[start of Data excerpts]

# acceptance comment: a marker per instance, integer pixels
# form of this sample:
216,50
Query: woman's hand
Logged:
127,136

[end of Data excerpts]

#### Exercise directions:
Could you copy out every one of the lines above, character for character, without changing anything?

#### Result for this exercise:
# acceptance comment: a marker per instance, integer pixels
# form of this sample:
216,50
Query: woman's hand
Logged:
127,136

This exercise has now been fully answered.